* PROBLEM REQUIREMENTS: Please pick out each line in the records below that contains the word "white", and copy those lines.

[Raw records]
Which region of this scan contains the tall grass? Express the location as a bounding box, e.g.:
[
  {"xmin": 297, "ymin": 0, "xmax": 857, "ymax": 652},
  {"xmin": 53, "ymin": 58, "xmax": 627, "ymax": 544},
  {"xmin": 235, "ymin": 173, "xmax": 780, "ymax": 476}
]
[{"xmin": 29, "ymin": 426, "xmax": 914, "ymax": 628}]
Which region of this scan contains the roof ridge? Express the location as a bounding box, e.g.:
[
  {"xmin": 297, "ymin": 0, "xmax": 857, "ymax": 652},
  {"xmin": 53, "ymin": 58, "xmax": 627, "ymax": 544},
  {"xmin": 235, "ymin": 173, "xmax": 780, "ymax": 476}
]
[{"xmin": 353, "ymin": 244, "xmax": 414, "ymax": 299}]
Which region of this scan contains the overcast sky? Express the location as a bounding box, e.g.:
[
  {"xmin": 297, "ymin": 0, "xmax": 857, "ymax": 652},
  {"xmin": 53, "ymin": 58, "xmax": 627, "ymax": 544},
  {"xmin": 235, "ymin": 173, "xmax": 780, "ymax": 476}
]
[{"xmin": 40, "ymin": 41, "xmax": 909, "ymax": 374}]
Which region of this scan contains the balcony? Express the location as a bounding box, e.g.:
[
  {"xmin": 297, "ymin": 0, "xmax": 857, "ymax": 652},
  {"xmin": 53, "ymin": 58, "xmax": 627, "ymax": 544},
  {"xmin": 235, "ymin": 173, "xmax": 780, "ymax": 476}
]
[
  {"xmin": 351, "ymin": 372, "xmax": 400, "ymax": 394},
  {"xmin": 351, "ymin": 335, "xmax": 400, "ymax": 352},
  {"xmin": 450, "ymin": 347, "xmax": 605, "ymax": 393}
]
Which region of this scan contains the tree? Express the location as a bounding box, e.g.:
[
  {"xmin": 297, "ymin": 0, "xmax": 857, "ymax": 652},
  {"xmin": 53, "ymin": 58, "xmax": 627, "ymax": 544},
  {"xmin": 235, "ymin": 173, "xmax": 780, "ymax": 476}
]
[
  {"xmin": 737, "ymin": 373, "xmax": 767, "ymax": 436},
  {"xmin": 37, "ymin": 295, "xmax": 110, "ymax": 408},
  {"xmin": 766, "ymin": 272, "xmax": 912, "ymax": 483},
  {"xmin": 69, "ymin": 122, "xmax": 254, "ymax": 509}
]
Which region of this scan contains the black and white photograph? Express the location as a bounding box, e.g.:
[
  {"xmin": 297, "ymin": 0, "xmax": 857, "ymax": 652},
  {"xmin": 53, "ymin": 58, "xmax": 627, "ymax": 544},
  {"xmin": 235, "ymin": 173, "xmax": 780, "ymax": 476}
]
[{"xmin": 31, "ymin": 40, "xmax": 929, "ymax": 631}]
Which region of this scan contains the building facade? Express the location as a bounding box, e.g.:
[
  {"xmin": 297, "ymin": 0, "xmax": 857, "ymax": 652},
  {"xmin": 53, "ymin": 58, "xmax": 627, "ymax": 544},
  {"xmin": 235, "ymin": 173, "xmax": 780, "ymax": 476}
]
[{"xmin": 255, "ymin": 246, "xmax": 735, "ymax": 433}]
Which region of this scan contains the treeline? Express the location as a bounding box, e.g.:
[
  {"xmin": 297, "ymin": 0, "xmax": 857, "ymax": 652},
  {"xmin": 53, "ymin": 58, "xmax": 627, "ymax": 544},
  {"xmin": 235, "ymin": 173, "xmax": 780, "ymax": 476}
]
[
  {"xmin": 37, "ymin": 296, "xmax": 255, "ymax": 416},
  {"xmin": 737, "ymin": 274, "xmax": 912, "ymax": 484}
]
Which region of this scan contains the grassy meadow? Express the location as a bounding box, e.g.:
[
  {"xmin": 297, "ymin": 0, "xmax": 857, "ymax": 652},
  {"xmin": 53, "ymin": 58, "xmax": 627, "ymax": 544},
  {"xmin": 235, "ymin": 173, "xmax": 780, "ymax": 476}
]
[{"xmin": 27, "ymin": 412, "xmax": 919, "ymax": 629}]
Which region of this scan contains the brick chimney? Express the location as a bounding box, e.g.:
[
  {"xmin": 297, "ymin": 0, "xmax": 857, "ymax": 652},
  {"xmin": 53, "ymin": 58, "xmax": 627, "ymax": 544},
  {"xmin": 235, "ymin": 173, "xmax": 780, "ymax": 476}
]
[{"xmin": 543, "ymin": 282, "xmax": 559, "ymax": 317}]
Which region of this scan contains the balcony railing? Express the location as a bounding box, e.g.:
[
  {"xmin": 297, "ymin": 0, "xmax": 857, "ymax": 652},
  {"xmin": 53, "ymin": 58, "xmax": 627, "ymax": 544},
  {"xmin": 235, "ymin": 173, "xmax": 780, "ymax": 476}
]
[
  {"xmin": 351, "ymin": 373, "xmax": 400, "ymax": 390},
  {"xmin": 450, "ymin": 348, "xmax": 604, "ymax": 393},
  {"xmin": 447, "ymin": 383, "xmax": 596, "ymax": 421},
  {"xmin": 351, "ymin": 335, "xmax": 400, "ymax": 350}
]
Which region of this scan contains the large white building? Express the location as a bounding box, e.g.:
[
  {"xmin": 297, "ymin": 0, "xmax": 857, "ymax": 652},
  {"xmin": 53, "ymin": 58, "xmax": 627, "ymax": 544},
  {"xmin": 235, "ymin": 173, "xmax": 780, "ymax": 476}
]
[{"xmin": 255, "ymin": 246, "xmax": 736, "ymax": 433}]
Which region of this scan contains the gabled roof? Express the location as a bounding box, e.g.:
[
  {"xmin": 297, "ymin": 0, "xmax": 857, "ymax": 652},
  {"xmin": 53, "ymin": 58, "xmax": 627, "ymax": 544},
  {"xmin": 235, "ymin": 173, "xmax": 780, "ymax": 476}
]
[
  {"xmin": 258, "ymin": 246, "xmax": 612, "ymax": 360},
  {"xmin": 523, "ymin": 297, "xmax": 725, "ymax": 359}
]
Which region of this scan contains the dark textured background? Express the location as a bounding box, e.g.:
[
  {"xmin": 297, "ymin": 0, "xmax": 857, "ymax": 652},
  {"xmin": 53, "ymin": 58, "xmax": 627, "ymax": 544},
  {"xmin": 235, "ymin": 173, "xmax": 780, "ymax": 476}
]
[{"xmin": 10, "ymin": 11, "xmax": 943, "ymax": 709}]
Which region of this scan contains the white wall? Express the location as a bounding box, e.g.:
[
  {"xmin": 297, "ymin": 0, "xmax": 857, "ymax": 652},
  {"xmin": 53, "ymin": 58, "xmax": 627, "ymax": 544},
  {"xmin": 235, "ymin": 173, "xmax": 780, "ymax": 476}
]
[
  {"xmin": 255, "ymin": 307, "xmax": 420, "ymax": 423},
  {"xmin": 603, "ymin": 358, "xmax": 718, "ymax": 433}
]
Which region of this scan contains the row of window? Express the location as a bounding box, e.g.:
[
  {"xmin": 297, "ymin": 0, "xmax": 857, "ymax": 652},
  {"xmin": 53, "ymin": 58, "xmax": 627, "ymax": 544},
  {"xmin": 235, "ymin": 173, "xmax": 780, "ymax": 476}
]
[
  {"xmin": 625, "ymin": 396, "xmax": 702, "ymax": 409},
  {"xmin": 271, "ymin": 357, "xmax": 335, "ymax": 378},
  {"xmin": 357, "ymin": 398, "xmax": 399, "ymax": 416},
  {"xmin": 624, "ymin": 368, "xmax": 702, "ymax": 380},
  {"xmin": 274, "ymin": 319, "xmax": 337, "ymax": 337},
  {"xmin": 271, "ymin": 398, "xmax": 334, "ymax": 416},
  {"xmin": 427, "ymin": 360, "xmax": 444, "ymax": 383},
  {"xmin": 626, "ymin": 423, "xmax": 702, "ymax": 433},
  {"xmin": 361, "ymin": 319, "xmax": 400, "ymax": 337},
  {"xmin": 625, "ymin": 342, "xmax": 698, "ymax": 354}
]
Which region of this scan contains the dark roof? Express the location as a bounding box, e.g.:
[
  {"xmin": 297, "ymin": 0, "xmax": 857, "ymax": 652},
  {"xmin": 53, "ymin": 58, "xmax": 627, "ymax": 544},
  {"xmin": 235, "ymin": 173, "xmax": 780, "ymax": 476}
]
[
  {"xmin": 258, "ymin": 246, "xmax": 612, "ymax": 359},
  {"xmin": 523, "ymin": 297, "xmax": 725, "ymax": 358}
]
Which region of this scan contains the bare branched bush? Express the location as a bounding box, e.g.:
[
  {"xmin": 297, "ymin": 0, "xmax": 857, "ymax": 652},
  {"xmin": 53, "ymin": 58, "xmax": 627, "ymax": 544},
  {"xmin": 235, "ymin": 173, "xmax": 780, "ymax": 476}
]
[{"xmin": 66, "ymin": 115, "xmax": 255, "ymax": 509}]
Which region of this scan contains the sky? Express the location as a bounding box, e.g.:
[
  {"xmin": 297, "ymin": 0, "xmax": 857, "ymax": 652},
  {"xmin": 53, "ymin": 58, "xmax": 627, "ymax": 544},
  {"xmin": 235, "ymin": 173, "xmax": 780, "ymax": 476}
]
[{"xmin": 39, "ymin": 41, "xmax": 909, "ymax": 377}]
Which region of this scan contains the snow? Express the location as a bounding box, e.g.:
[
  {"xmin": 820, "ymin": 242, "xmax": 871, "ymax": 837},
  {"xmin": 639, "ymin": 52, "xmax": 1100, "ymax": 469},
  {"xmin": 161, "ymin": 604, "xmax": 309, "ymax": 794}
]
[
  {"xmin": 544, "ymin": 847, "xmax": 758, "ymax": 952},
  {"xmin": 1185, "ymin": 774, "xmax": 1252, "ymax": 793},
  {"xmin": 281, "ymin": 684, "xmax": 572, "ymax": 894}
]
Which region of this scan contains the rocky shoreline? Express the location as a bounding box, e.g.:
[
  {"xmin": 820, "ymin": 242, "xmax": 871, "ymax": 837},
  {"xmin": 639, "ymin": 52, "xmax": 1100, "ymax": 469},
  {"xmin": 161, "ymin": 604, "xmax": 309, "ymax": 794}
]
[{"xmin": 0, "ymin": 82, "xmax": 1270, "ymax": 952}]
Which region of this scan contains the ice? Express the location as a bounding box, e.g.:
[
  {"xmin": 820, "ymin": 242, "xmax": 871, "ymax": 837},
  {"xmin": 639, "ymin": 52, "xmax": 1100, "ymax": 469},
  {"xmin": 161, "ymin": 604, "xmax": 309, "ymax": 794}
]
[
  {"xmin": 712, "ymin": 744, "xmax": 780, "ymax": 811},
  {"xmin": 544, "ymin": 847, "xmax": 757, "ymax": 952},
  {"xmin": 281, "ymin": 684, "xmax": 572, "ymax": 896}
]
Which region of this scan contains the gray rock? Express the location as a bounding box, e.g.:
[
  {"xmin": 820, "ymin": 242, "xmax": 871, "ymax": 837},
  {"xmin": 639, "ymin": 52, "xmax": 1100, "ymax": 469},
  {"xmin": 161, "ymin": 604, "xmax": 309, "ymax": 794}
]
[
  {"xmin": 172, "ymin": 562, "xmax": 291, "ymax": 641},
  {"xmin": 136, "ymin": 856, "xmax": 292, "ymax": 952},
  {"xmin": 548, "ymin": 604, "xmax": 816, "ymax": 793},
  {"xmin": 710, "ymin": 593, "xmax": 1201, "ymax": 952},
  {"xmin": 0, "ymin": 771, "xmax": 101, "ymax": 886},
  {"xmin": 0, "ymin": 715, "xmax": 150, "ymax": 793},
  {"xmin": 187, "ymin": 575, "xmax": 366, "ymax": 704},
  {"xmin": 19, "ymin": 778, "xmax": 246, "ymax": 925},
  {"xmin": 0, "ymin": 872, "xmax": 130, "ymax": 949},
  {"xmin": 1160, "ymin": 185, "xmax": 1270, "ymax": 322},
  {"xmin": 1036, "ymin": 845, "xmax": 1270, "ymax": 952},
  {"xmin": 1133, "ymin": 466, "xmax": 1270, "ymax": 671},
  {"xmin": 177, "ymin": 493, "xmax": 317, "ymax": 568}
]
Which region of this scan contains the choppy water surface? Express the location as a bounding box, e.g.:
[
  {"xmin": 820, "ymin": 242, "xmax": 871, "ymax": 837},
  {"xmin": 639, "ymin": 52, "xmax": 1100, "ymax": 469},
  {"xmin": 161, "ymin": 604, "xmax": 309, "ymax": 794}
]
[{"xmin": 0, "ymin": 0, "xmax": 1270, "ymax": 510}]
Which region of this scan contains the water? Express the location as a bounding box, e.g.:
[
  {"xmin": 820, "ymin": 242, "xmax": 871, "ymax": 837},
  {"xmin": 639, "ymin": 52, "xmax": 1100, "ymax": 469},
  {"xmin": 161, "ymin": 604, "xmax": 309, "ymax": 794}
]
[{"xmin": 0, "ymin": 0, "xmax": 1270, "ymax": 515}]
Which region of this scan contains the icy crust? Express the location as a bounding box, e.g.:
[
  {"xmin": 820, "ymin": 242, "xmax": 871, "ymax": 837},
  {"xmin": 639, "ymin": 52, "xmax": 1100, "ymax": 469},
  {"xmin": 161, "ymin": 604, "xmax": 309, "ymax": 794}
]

* REPLY:
Which region of this scan contains the black and white photograph? Express the location as a bounding box, e.g.:
Which region of this scan contains the large white building? Express the location as a bounding box, e.g.:
Which region of this scan contains the white wall? Express the location as a bounding box, e.g.:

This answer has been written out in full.